**OBJETIVO DO EXERCÍCIO**: Acrescente 109 a cada coordenada das caixas delimitadoras que aparecem nas respostas e reescreva todas as linhas dos dados abaixo, sem omitir nenhuma. Os demais números devem permanecer inalterados.

Entradas para marcação de caixas delimitadoras
= = = =
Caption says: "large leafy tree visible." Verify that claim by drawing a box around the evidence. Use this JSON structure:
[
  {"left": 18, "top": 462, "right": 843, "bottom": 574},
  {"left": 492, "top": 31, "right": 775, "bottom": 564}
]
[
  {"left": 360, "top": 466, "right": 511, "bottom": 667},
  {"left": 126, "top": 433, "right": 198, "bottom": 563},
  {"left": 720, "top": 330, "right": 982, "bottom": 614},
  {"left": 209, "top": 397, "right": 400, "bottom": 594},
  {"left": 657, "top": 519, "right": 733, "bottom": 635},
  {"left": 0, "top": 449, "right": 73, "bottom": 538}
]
= = = =
**SOLUÇÃO**:
Caption says: "large leafy tree visible." Verify that claim by drawing a box around the evidence. Use this JSON structure:
[
  {"left": 18, "top": 462, "right": 843, "bottom": 574},
  {"left": 492, "top": 31, "right": 775, "bottom": 564}
]
[
  {"left": 469, "top": 575, "right": 620, "bottom": 776},
  {"left": 235, "top": 542, "right": 307, "bottom": 672},
  {"left": 829, "top": 439, "right": 1091, "bottom": 723},
  {"left": 318, "top": 506, "right": 509, "bottom": 703},
  {"left": 766, "top": 628, "right": 842, "bottom": 744},
  {"left": 109, "top": 558, "right": 182, "bottom": 647}
]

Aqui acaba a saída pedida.